Work to be completed »
Rewrite the listing below with every "outline" swapped for "boundary" and everything else unchanged. Leave out the pictures.

Data provided »
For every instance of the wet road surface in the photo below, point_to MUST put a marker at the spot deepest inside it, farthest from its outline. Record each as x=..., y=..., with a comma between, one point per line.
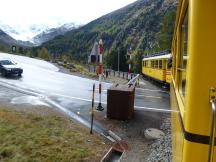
x=42, y=83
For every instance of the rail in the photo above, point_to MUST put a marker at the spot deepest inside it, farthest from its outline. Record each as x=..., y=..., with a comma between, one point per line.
x=212, y=131
x=133, y=80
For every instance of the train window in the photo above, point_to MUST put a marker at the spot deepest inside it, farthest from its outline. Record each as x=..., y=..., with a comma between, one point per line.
x=156, y=63
x=160, y=64
x=182, y=77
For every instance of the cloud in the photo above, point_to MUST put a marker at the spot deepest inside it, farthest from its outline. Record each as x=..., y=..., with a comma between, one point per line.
x=53, y=12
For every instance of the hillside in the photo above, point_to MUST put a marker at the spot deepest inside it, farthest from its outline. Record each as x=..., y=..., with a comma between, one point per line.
x=145, y=25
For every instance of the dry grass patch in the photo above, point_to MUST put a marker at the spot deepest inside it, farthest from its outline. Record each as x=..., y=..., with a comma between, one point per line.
x=27, y=136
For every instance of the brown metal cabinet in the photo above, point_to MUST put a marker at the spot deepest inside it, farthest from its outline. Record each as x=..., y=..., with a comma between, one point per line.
x=120, y=102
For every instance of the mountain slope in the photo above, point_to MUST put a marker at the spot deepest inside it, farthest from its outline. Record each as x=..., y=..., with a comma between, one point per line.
x=145, y=25
x=52, y=33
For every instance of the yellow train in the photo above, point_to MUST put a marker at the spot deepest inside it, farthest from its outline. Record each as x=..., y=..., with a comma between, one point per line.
x=156, y=66
x=193, y=82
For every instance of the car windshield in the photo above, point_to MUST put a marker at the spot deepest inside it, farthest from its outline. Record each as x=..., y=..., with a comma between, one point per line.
x=6, y=62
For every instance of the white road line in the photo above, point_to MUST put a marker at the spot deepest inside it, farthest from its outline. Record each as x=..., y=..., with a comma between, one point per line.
x=76, y=98
x=152, y=90
x=148, y=96
x=153, y=109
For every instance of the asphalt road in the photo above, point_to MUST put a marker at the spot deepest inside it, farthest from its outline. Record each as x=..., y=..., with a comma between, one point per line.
x=41, y=82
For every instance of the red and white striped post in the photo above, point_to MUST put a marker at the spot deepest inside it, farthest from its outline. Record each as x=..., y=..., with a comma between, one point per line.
x=100, y=108
x=129, y=64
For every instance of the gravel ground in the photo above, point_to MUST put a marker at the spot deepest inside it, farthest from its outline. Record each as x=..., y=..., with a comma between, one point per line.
x=161, y=150
x=132, y=131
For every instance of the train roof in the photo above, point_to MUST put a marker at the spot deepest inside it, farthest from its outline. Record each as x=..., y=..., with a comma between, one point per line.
x=167, y=56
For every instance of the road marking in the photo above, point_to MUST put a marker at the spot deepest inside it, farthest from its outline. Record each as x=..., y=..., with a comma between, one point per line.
x=76, y=98
x=152, y=90
x=153, y=109
x=148, y=96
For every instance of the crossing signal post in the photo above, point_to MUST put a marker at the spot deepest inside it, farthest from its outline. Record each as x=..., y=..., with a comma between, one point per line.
x=129, y=63
x=100, y=108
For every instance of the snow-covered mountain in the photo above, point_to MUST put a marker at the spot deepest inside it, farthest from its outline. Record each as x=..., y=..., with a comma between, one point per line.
x=49, y=34
x=36, y=34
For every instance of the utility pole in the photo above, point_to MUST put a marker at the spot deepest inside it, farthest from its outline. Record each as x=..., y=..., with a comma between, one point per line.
x=100, y=108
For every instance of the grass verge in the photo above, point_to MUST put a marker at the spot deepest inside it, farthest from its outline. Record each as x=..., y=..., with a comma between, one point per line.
x=27, y=136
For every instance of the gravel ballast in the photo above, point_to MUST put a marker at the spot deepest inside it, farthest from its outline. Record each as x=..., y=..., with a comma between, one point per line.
x=161, y=149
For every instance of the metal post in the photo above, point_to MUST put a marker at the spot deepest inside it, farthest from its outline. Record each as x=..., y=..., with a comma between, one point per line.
x=92, y=111
x=213, y=121
x=100, y=108
x=118, y=60
x=129, y=68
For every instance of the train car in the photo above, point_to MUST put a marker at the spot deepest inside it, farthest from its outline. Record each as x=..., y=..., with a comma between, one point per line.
x=193, y=82
x=157, y=67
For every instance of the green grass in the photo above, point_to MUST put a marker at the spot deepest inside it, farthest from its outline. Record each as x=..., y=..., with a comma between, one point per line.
x=34, y=137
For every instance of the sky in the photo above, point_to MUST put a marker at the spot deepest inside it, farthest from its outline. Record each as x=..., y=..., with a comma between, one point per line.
x=24, y=13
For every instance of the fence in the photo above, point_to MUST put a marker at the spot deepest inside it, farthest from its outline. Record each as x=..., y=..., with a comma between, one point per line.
x=114, y=73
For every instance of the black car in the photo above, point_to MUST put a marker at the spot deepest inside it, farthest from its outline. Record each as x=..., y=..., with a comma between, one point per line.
x=8, y=67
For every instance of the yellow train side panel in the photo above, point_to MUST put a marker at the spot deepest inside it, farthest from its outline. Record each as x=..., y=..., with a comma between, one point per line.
x=168, y=76
x=157, y=74
x=177, y=132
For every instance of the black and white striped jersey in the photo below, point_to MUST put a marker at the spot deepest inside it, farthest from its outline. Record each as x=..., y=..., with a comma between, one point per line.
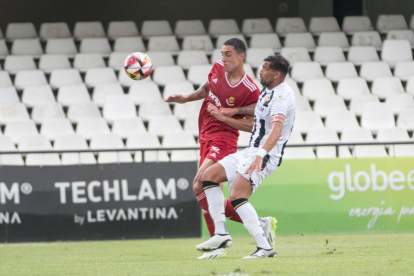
x=279, y=101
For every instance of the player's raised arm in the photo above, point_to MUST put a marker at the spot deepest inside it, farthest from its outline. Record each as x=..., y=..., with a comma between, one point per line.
x=199, y=94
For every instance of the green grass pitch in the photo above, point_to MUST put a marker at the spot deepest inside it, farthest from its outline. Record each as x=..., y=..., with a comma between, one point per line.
x=386, y=255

Reply to the task »
For every instance of the wet road surface in the photo below, point_to MUST put a marker at the spot deepest inside it, farthest from its boundary. Record each as x=..., y=..., with a comma between, one point per line.
x=42, y=83
For every instance of the rail in the photo above, point_to MUST put a marker at the spot deepest inside it, farthest from its boundary. Record each as x=..., y=..., with a comma between, one point per line.
x=212, y=131
x=133, y=80
For every instance of the train window in the photo above, point_to MUST put a marker at the spot deepest inside it, farthest from its boundary. Record each as x=..., y=..., with a comma between, one point per line.
x=156, y=63
x=160, y=64
x=182, y=77
For every instance of the cloud in the photo above, point_to MUST put a marker at the spot deepest inside it, farthest from its boundary. Record each as x=..., y=..., with a comma between, one point per line.
x=53, y=12
For every instance of the hillside in the photo above, point_to MUST put a marker at the spot deepest inside it, farthest from its boundary. Record each as x=..., y=..., with a comma between, one point per line.
x=145, y=25
For every instance of the dry grass patch in the photo above, point_to MUST put a marker at the spot deepest inside it, farthest from its boundary. Record each as x=..., y=..., with a comma between, one point per line.
x=27, y=136
For every instance of the brown metal cabinet in the photo above, point_to MUST put a marker at the spot deepest inside it, farthest from its boundary. Record each as x=..., y=..., with a comma between, one point per line.
x=120, y=102
For every instance of the mountain slope in the photo above, point_to MUST put a marker at the spot deepest inside it, farthest from its boundary. Record each as x=..., y=..., with a comma between, one point per line.
x=145, y=25
x=52, y=33
For every instance of the yellow train in the photo above, point_to MUST put a marker at the spot deepest inside it, farthest from its boundary. Record each as x=..., y=..., with a comma between, one point per line.
x=156, y=66
x=193, y=82
For every instance of the car windshield in the photo above, point_to MUST put a marker at the spot deepest inside it, farthest from its boundary. Record each as x=..., y=..., with a comma between, one point per line.
x=6, y=62
For every instance of the white road line in the photo above, point_to MUST put a marker at the spot deepest inside it, farthest from its boundary. Record each as x=..., y=..., with a comma between, one point per line.
x=76, y=98
x=152, y=90
x=148, y=96
x=153, y=109
For every instance of the asphalt road in the photo above, point_to MUST put a marker at the spot deepest inside it, farthest from its boundary. Record each as x=..., y=..., with a comma between, one point per line.
x=41, y=82
For every instance of the red and white striped post in the photo above, point_to MUST put a marker at the spot deepest inside it, farthest from its boundary. Record each as x=..., y=..., with a comma between, one point per line.
x=100, y=108
x=129, y=64
For every instance of the gravel ground in the photo above, point_to MUST put a marker at the spot deepest inside it, farthest from its boundary. Record each as x=..., y=..., with a comma between, one point per line.
x=161, y=150
x=132, y=131
For every instance of the train roof in the photo above, point_to MUST put a marker at the spot deepest inside it, farthest from its boundary. Record each as x=..., y=..., with a comma between, one point per line.
x=167, y=56
For every instance of the road marking in the photo above, point_to MUST put a marker at the spot deepest inside it, farthest from its boundary. Record each as x=..., y=..., with a comma between, one point per line.
x=76, y=98
x=152, y=90
x=153, y=109
x=148, y=96
For every instance of the crossing signal post in the photo above, point_to MUST put a marker at the spot deepest inside it, farthest from its boundary. Record each as x=..., y=..., with a comma between, one point per line.
x=129, y=63
x=100, y=108
For every instance of the snow-covered mountain in the photo above, point_to MUST put a marker at the spot deepest inside it, farthest from its boundary. Record each as x=..., y=..., with a comma between, one point per line.
x=49, y=34
x=36, y=34
For every instance of the utility pole in the photo above, point_to MUST put a marker at the spot deepest inside it, farthest from its boundary. Record each as x=..., y=..., with a comma between, one point per line.
x=100, y=108
For every instance of the grass verge in the photo above, point_to MUST put a marker at the spot deepest inside it, farthest from its boundary. Record each as x=..., y=..., with a comma between, one point per line.
x=27, y=136
For every instance of the gravel ballast in the photo above, point_to MUST put a marker at the spot deepest inside it, farthest from its boundary. Record each as x=..., y=..., with a comma between, one point per line.
x=161, y=149
For every instance of the metal post in the photo above, point_to MUST put a marker at the spot deepest inside it, farthest from its boundary. Record each as x=..., y=..., with a comma between, one point per line.
x=92, y=111
x=213, y=121
x=100, y=108
x=118, y=60
x=129, y=68
For every instance of the train car in the photo above, point_to MUST put a marker at the spot deepest inside it, farthest from its boundary. Record each as x=..., y=..., with a comma between, one point per line.
x=193, y=82
x=157, y=67
For every instance of the green grass in the photo above, point_to MUST put a marker at the spot deepest inside it, farthest from its boundary. Record each as x=..., y=..., with a comma between, one point per line.
x=34, y=137
For every instance of the sky in the photo above, point_to MUST put a marker at the spot deepest inside it, farthest from its boundary. Record each as x=..., y=..., with a comma between, one point per line.
x=24, y=13
For every instance of the fence in the photo above, point_to MUST put a marker at the spot deepest inside it, farthest from its boundary. Record each as x=..., y=..., with a comma between, one point per line.
x=114, y=73
For every instance of the black car in the photo above, point_to MUST put a marker at the spot deepest inside it, farthest from its boundary. Record each as x=..., y=..., with a comma between, one point per line.
x=8, y=67
For every instance of the yellow train side panel in the photo above, point_to MUST put a marker at the spot deepest inside it, farthest from its boundary. Record each as x=..., y=..., with a comma between, one point per line.
x=168, y=76
x=157, y=74
x=177, y=132
For every instance of the black and white striped jersey in the photo below, point_to MUST put a marker at the spot deepest inside it, farthest from its boundary. Record each as x=..., y=..., with a comma between, one point per line.
x=279, y=101
For every instance of the player's raised arm in the photo above, point_to MUST put a marker at the spot deepest inside it, farthest from its boundary. Record each as x=..., y=..., with a comma between, one point per line.
x=199, y=94
For every instance of the green grass pitch in the photo above, point_to MUST put a marker at the spot deepest inside it, farthest from its boundary. Record each as x=..., y=..., with a comma between, one point per line.
x=386, y=255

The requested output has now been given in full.